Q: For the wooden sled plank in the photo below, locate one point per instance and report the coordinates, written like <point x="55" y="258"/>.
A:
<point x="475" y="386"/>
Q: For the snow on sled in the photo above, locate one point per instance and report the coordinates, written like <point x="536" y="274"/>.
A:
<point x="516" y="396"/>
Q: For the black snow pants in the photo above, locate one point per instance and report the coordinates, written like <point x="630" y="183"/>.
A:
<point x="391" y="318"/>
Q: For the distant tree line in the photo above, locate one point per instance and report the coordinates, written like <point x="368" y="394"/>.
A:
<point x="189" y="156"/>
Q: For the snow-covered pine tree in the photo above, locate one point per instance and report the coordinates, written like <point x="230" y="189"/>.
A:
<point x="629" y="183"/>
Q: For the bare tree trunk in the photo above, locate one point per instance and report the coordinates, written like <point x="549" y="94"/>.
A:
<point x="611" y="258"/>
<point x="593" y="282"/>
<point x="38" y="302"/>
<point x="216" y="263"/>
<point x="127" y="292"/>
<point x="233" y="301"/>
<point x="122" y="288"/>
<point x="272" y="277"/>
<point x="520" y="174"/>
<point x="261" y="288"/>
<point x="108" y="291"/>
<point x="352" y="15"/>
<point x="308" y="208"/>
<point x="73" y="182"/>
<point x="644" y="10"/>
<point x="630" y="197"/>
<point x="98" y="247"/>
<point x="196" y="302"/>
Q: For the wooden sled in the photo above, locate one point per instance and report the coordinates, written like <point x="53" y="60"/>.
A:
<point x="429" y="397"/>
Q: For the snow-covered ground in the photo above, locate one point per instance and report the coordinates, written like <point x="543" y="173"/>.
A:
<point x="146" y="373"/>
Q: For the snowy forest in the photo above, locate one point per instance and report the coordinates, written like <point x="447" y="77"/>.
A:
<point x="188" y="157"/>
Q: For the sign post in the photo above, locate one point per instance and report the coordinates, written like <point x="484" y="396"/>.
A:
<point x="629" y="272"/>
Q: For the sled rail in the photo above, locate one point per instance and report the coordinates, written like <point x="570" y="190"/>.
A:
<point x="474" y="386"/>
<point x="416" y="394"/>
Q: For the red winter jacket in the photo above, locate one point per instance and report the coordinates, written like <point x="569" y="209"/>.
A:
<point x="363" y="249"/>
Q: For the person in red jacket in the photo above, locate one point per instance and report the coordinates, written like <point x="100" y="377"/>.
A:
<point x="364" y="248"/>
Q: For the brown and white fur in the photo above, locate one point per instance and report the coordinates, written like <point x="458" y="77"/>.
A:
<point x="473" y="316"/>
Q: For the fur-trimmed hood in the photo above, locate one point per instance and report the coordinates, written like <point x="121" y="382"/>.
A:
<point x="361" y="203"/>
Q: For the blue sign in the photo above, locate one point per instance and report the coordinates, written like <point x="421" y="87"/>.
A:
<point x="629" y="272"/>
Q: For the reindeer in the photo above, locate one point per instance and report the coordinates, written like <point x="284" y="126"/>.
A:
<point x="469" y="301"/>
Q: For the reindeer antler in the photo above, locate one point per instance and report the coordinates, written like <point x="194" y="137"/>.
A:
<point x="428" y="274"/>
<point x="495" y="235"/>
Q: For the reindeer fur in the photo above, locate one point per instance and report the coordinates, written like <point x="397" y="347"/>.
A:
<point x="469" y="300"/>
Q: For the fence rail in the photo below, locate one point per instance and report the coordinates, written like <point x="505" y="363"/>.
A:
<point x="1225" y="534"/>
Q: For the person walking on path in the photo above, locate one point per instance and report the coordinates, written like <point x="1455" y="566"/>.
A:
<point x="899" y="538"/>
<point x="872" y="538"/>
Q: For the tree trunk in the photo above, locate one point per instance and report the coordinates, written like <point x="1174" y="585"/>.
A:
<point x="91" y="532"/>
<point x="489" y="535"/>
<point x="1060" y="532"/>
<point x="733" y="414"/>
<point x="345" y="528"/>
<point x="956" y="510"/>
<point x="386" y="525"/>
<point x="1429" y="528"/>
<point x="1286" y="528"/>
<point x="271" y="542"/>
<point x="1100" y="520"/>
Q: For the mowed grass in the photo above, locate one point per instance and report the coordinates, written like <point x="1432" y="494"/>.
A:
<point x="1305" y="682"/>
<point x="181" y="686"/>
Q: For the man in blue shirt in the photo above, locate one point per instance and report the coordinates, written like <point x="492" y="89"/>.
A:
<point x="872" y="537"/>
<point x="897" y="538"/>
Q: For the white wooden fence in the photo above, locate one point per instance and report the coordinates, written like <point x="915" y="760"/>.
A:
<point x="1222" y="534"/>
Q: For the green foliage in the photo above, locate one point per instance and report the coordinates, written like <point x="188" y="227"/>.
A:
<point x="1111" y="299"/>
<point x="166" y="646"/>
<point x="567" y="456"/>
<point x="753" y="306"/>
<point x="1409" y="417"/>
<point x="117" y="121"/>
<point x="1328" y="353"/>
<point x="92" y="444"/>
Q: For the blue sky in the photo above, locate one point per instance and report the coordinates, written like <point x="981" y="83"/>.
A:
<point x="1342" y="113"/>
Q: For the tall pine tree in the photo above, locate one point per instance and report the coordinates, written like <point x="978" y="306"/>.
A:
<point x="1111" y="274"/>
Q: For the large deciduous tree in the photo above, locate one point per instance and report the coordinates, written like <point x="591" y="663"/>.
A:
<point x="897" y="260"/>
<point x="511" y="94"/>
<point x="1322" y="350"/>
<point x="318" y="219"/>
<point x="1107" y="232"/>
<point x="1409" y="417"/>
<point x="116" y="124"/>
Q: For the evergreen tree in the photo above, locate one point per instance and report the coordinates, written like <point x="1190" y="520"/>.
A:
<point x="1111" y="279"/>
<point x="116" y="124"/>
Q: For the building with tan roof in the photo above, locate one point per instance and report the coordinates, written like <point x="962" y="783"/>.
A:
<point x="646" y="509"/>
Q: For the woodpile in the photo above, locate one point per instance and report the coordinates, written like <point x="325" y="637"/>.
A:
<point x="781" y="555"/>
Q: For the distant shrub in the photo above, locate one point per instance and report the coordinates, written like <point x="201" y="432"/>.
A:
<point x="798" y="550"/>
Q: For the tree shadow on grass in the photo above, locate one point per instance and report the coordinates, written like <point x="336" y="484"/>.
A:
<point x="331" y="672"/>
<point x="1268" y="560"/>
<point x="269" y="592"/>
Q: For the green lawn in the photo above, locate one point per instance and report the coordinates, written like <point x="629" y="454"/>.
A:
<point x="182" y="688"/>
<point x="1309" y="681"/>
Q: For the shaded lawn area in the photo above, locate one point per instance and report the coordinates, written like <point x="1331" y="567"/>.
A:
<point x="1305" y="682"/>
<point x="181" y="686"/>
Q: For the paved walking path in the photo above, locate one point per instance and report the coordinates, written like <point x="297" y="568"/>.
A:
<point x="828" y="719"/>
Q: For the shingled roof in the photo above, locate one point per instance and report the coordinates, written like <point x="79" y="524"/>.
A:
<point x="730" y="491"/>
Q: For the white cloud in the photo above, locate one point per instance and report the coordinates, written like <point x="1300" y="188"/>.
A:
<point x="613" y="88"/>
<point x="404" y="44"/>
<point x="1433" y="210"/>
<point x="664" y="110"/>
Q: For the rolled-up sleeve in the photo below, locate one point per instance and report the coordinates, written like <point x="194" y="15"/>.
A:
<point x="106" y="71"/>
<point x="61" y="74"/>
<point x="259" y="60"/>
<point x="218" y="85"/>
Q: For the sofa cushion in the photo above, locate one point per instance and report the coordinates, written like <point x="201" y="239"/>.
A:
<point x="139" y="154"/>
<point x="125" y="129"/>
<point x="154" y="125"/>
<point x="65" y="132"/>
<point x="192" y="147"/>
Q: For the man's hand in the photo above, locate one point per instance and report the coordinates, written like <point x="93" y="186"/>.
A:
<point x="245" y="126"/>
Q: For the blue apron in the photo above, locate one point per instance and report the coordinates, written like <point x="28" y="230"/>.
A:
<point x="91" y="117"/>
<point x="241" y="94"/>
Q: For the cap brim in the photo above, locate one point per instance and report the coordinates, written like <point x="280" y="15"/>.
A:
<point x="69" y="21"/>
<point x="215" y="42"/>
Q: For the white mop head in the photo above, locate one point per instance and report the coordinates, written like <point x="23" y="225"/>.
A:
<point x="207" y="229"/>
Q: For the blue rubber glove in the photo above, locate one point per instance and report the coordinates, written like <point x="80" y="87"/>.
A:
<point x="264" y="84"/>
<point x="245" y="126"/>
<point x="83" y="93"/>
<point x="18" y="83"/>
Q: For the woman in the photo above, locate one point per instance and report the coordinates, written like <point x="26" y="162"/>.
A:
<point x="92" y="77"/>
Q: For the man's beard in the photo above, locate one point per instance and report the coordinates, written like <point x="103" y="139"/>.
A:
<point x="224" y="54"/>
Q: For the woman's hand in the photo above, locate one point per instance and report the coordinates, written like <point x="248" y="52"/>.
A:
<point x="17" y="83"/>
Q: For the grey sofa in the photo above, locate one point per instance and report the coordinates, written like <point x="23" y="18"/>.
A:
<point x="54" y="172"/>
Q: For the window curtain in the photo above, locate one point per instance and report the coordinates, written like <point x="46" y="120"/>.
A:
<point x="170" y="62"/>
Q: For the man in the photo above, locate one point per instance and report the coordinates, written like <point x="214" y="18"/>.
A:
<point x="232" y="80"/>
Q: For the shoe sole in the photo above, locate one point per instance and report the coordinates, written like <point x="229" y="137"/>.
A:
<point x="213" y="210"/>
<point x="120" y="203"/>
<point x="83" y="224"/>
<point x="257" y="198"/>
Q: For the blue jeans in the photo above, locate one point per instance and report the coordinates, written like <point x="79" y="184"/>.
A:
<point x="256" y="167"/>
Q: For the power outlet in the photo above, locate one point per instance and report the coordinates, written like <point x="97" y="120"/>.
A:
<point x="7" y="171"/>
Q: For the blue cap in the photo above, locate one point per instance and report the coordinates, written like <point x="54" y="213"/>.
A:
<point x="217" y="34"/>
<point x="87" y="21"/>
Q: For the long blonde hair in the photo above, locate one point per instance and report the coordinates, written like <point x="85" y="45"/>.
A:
☆ ☆ ☆ ☆ ☆ ☆ ☆
Exact duplication is required for the lines above, from the line that contains "Q: For the blue sign" to the line that contains "Q: For the tree trunk", inclusive; omit all others.

Q: For the blue sign in the photo above, locate one point per instance and report the coordinates, written like <point x="421" y="87"/>.
A:
<point x="629" y="272"/>
Q: For the reindeer in the photo above, locate one point per instance and report the coordinates, written like <point x="284" y="126"/>.
A:
<point x="469" y="301"/>
Q: For the reindeer antler in the photo above, locate one point per instance and report the coordinates, written like <point x="194" y="137"/>.
A:
<point x="428" y="274"/>
<point x="495" y="235"/>
Q: For the reindeer fur in the photo above, locate one point per instance and report the coordinates, written like <point x="397" y="347"/>.
A:
<point x="469" y="300"/>
Q: For the fence rail in the photo below, locate one point per instance and report the coordinates, written like <point x="505" y="363"/>.
A:
<point x="1225" y="534"/>
Q: For the person walking on path in the photo above, locate one point per instance and report the coordinates, written like <point x="1455" y="566"/>.
A:
<point x="899" y="538"/>
<point x="872" y="538"/>
Q: For the tree trunk in the photo above, locate one point per instance and report the coordinates, written like <point x="1174" y="585"/>.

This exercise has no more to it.